Aufgabe 1 >>
Übersetze den Satz „Denn die Kirche sei durch den bestimmten Geist und eine bestimmte innere Ordnung der Liebe immer schon geordnet und verfaßt.“ aus dem Text über kirchliche Ordnung ins Englische.

Vorliegender Text >>
↓
Die Beschränkung der Betrachtung auf den freilich seltenen Begriff der taxis, unter Ausscheidung alles dessen, was die Begriffe Gerechtigkeit, neue Schöpfung und ähnliche zentrale Aussagen für die Ordnungsfrage austragen, verengt die Gesichtspunkte aber doch von vornherein sehr stark.

Campenhausen wendet sich lebhaft dagegen, die „rechte Ordnung” als solche für einen wesentlichen Halt anzusehen und zu einem Inhalt der Verkündigung zu machen, aber auch gegen die Abhängigkeit des Gegensatzes in einem verzerrten Protestantismus, der die Ordnung einschränkt, für gleichgültig erklärt oder auch zerstört. Er bekämpft das „modern-protestantische Vorurteil, jede bestimmte Bejahung kirchlicher Ordnung, die nicht sogleich unter einen ausdrücklichen Vorbehalt gestellt wird, müßte schon als solche des Teufels und gegen die Freiheit

|1010|

Gottes und seines souveränen Wortes gerichtet sein. (In Wirklichkeit dürfte der Satz höchstens umgekehrt lauten: daß jede Ordnung, die der Freiheit der Christuswahrheit nicht ausdrücklich vorgeordnet und in diesem Sinne entgegengesetzt wird, theologisch als möglich und bis zum Erweis des Gegenteils als erlaubt zu gelten habe — andernfalls könnte nicht einmal das Neue Testament und nicht einmal der Apostel Paulus von unseren ultraprotestantischen Forderungen bestehen bleiben).”11

Eine solche Umkehrung der Beweislast, wie der Jurist sagen würde, bedeutet gerade als Faustregel einen Fortschritt, wenn damit freilich die tiefeingewurzelte Lust am Untergang nicht beseitigt wird, aus der jene Haltung sich immer erneuert. Mit der paulinischen Entgegensetzung von Unordnung und Frieden sei, so fährt er fort, das Verhältnis von Ordnung und geistlichem Leben klassisch bezeichnet. Denn die Kirche sei durch den bestimmten Geist und eine bestimmte innere Ordnung der Liebe immer schon geordnet und verfaßt. Campenhausens Charakteristik der konkreten Ordnungsgrundsätze und Grundauffassungen habe ich schon früher wiedergegeben und besprochen12.
↑
Vorliegende Datensätze >>
↓
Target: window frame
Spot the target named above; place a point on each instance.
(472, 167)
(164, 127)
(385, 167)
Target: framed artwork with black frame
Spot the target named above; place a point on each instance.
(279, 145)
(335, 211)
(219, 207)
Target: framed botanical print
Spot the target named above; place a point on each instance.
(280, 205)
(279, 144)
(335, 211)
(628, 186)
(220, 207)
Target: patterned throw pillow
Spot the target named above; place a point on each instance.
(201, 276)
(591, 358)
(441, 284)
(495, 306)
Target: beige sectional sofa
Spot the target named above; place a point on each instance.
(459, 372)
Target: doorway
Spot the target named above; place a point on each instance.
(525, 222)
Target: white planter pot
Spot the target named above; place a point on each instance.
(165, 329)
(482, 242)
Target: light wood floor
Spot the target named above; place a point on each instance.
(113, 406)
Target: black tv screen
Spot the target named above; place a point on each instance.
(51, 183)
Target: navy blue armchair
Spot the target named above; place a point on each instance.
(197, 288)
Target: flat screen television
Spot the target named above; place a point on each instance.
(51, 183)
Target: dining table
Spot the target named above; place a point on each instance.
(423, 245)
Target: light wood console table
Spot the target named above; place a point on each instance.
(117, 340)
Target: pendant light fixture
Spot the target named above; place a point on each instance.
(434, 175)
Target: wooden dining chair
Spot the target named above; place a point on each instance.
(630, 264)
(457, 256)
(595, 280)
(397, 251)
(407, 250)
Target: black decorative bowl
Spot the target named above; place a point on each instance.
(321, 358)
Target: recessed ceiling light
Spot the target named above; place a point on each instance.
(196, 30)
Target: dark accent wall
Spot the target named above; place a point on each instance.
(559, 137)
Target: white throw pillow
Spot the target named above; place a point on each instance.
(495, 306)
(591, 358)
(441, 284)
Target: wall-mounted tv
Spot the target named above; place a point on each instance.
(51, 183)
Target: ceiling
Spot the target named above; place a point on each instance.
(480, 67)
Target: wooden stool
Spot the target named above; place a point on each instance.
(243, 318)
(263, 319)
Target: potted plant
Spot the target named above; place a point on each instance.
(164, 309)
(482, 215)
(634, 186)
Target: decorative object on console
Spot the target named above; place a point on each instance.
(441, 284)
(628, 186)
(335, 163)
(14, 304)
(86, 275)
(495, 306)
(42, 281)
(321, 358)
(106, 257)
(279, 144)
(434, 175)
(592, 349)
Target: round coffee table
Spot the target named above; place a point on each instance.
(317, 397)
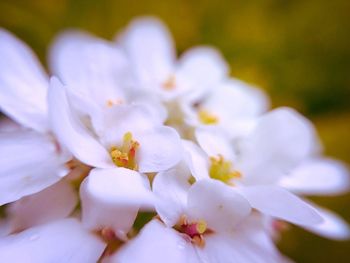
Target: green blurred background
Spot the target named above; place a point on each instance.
(298, 51)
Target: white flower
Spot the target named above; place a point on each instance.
(111, 199)
(54, 202)
(321, 176)
(280, 140)
(98, 74)
(205, 222)
(152, 56)
(31, 160)
(61, 241)
(233, 106)
(123, 143)
(122, 134)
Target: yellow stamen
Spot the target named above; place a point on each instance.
(124, 156)
(222, 170)
(201, 226)
(206, 117)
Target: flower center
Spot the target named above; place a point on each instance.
(206, 117)
(124, 156)
(222, 170)
(169, 83)
(193, 230)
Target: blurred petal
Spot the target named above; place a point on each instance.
(318, 177)
(332, 226)
(61, 241)
(114, 122)
(71, 133)
(112, 198)
(95, 69)
(160, 149)
(53, 203)
(156, 243)
(197, 160)
(277, 202)
(23, 84)
(170, 188)
(150, 48)
(214, 143)
(281, 139)
(29, 163)
(8, 125)
(201, 68)
(216, 203)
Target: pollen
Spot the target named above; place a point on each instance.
(125, 156)
(193, 231)
(222, 170)
(206, 117)
(170, 83)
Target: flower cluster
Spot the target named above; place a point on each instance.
(126, 153)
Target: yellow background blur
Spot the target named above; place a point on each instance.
(298, 51)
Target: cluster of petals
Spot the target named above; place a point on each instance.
(125, 153)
↑
Aufgabe 2 >>
Gib die Datensätze als nummerierte Liste aus, beginnend mit der Zeile, die „Target: cluster of petals“ enthält, und endend mit dem Ende der Datensätze. Leerzeilen lässt du weg.

Endgültige Antwort 1 >>
For the church is always already ordered and constituted by the specific Spirit and a specific inner order of love.

Endgültige Antwort 2 >>
1. Target: cluster of petals
2. Spot the target named above; place a point on each instance.
3. (125, 153)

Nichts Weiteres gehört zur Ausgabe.